I am writing my physics PhD thesis and I did not study fluid mechanics (other than the few chapters in the standard general physics).
It will really be dependent on what is your physics field but you can definitely survive in physics without deep knowledge of fluid mechanics except when your study require it
A professor remarked that it was a bit sad that physics students nowadays have a better understanding of quantum field theory than fluid mechanics. He mentioned this while lecturing on QFT.
Agreed, I studied Materials Engineering - Fluid Dynamics was one of the hardest subjects in my opinion. I liked thermodynamics it made sense to me, solid mechanics was a bit of a slog to get through (endless amounts of beam deflection) but fluid dynamics arrghh.
I chose to take a particle physics course as an elective in my final year - I was planning to specialize in battery and capacitor technologies and wanted to learn more.

────

**Exercise**
Answer these questions using the discussion on fluid mechanics above.
(a) What is the first writer currently writing?
(b) What subject was the professor lecturing on when he made his remark?
(c) In which technologies was the Materials Engineering writer planning to specialize?

────

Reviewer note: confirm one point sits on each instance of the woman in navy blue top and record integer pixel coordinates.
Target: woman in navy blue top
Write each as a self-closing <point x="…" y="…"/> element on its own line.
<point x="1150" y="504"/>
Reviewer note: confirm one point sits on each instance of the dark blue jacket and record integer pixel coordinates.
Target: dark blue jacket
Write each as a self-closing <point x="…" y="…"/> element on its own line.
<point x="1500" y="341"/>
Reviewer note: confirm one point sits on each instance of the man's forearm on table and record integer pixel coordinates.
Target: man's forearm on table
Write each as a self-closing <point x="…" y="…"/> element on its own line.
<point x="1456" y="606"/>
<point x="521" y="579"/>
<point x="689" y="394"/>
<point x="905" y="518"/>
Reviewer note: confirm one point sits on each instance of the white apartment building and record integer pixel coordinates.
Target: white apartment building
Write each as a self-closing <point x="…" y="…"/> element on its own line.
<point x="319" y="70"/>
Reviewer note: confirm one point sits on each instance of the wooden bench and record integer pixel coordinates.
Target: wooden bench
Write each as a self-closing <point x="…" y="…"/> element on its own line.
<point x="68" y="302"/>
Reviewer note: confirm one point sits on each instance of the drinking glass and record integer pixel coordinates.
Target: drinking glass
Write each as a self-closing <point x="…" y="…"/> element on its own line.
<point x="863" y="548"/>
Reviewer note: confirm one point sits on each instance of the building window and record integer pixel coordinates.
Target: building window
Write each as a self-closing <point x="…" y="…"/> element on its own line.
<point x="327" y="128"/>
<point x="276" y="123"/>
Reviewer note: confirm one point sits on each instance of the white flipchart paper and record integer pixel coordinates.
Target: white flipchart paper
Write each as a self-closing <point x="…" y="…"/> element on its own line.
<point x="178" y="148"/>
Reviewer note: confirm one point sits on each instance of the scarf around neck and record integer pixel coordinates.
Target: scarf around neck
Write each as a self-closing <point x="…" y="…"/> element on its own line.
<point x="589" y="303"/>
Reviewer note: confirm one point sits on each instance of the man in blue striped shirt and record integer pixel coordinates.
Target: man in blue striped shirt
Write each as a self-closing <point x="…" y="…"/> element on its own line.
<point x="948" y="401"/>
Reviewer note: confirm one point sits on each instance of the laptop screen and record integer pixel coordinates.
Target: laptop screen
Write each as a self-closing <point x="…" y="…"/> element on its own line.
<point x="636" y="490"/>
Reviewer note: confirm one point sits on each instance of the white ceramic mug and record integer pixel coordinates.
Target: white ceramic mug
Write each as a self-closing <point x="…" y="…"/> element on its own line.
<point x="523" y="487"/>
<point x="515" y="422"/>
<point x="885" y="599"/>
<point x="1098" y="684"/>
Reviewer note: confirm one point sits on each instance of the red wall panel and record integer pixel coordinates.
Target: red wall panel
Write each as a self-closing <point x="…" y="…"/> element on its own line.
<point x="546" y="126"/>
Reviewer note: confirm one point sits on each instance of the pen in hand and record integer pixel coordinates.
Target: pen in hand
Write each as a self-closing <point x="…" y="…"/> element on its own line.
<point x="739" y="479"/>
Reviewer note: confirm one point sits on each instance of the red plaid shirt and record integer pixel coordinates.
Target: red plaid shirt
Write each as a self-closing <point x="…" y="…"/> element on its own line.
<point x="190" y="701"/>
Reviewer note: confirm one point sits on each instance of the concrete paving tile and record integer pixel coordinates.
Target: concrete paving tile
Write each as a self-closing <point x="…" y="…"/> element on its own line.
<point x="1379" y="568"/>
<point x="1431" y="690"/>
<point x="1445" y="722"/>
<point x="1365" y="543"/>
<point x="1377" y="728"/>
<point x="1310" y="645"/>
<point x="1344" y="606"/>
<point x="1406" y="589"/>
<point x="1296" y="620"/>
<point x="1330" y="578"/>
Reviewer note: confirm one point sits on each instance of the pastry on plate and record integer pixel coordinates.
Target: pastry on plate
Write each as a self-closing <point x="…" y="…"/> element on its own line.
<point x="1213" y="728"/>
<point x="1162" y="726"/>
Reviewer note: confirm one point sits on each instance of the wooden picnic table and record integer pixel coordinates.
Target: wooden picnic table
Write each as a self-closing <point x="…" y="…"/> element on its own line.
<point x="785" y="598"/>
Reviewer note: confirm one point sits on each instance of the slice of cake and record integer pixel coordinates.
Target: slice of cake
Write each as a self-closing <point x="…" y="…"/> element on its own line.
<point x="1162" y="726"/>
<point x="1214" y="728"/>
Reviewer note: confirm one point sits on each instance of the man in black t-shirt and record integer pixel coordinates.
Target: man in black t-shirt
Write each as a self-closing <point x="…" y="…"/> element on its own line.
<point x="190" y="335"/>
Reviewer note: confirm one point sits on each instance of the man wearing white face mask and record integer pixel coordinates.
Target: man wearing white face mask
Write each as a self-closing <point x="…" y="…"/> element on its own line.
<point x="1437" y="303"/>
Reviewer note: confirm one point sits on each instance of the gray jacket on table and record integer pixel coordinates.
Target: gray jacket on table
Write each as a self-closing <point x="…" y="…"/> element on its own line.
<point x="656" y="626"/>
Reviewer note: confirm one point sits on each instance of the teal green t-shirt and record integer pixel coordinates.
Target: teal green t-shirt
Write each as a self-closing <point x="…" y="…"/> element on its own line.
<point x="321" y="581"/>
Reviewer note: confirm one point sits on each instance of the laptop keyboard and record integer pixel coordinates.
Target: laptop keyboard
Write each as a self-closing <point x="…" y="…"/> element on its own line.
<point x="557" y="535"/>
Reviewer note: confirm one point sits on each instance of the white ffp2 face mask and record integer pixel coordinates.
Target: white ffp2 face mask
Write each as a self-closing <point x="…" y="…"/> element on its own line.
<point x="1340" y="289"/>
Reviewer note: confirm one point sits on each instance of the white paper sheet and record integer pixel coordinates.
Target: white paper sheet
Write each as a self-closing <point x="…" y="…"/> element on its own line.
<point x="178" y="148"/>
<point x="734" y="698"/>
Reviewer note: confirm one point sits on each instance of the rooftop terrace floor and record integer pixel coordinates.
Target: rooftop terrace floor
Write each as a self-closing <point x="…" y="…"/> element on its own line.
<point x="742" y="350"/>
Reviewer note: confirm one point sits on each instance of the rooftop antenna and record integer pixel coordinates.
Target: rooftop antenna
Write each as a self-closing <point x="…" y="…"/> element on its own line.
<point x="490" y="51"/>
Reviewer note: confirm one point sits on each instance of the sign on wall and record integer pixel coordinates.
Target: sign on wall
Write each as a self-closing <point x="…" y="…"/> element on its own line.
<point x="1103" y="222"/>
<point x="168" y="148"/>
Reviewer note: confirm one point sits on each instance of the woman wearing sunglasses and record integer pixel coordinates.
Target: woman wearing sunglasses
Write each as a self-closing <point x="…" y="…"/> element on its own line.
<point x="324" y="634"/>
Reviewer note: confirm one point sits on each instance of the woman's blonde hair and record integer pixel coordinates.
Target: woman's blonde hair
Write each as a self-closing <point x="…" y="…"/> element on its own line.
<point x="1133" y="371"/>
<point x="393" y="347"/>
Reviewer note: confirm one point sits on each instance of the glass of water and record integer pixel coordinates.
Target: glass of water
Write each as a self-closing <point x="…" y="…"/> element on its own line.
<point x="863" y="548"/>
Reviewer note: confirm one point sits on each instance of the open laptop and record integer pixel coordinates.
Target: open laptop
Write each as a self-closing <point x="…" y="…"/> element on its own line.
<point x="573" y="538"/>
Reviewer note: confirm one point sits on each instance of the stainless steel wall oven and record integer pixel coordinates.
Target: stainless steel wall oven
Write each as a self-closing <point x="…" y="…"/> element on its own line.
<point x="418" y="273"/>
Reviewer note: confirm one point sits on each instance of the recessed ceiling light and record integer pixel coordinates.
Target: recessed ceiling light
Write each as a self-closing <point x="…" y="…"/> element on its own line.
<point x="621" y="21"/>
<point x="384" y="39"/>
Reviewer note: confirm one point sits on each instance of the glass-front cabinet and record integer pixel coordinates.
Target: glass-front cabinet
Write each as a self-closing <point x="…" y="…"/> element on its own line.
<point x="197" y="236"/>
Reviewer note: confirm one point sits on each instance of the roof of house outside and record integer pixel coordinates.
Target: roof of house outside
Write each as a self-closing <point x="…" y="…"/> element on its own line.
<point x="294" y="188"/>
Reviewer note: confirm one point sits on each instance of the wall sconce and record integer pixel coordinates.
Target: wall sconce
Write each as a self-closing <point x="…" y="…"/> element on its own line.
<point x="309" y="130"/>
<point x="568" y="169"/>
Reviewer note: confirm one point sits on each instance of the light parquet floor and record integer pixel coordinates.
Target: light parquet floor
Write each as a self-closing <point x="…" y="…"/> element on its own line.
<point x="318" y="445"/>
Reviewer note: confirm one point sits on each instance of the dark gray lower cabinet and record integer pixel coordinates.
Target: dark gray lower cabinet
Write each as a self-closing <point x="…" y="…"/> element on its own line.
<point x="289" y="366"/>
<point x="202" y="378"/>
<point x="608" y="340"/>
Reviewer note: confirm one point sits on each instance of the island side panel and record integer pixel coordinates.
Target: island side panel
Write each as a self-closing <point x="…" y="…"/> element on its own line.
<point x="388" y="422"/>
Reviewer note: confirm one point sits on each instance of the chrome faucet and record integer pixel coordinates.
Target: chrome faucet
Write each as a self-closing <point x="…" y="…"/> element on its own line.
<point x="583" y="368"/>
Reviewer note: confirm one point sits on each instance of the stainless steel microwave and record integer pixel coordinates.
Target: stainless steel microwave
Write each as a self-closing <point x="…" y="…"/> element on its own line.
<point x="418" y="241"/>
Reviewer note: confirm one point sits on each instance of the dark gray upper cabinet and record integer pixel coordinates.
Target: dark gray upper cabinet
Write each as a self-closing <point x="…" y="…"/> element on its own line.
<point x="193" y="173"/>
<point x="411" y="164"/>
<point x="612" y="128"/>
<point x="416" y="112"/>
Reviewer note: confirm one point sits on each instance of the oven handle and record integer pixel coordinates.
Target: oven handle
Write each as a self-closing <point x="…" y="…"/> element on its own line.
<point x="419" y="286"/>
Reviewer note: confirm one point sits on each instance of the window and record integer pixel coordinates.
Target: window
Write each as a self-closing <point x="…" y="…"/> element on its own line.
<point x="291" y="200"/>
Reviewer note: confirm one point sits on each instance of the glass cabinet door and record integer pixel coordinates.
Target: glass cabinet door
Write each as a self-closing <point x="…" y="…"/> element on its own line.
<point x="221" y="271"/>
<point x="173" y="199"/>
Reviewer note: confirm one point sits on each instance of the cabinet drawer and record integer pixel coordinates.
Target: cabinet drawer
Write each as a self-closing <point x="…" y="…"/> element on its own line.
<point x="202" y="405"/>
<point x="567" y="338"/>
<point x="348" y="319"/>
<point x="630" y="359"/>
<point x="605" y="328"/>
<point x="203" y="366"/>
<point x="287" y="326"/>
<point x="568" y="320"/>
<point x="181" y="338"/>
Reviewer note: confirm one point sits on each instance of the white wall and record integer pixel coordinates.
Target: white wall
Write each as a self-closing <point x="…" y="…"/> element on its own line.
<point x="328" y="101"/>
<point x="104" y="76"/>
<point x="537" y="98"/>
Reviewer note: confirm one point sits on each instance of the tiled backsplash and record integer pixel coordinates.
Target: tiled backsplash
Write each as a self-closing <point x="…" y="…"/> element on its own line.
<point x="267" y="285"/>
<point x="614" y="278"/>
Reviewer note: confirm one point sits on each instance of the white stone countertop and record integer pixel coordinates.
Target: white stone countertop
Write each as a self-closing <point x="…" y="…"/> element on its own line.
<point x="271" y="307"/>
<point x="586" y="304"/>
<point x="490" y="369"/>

────

**Exercise solution**
(a) A physics PhD thesis.
(b) Quantum field theory (QFT).
(c) Battery and capacitor technologies.